▶ _Reading passage_:

My understanding was that stat decs were necessary for the sc 300, for support for the genuineness of a relationship?

Or is it that form 888 is a type of stat dec that is preferred by DIAC?

We submitted several 888s from family and friends.


----------



## MarkNortham (Dec 19, 2012)

Hi Philip -

Actually while statements from the applicant and sponsor are required, and statements from family/friends/acquaintances are valuable to help authenticate the relationship, statements for the SC300 visa do not need to be statutory declarations (although better if they are generally) and do not need to be on Form 888.

Best,

Mark Northam


----------



## Ausfil (Sep 18, 2012)

Hi all,

When we were doing my now wife's PMV we submitted three statments in the form of 888 by our Australian friends and family certified by a JP(two friends and my sister who had all meet my fiancee and knew we were serious) and two letters from our Filipino friends signed but not certified.
We used the form 888 because it was easy to see what to write.

▶ _Collected data_:
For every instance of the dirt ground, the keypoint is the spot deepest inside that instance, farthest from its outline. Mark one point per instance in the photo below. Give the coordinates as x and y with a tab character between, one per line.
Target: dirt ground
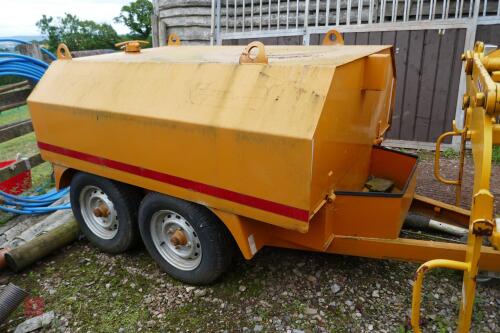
278	291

▶ _Job A_:
In the visa forum thread, Mark Northam's post names several kinds of people whose statements are involved. List every one of them.
▶ _Job B_:
Resume the visa forum thread after its last sentence.
The listing isn't needed here.

▶ _Response A_:
The applicant, the sponsor, family, friends, and acquaintances.

▶ _Response B_:
(What do you want us to write, how do you want us to set it out, yes we will help but how. So here fill in the boxes in your own words and get it witnessed then give it back to me) 
The easier you make it to help you the quicker it gets done!!

It is my understanding that form 888 can only be use by Australian PRs

Prospective Marriage (Temporary)(Class TO Subclass 300) visa.
Applied: 15 June 2011
Granted: 25 August 2011
Married: 10 March 2012
Partner (Temporary)(Class UK Subclass 820) visa.
Applied: 23 May 2012
CO assigned: 05 July 2012
AFP clearance: 17 August 2012 (applied for this 06 July but it took a long time to get it)
Granted: 20 August 2012


----------



## JoeKneeMarf (Jul 3, 2013)

Does anyone know if there needs to be evidence supporting whoever wrote the stat dec, that they are Australian? We don't know wether we should enclose certified copies of their passports which is a big ask of them


----------



## GBP (Jun 1, 2013)

JoeKneeMarf said:


> Does anyone know if there needs to be evidence supporting whoever wrote the stat dec, that they are Australian? We don't know wether we should enclose certified copies of their passports which is a big ask of them


If the stat dec you are talking about is Form 888, then yes, you must attach the "evidence of the person's Aus citizenship or Aus permanent resident status", which is most likely to be a passport or birth cert. And whenever you attach an identity document, I think you must get a certified true copy.

I would expect the same for other stat dec, but I'm not 100% sure though.


----------



## JoeKneeMarf (Jul 3, 2013)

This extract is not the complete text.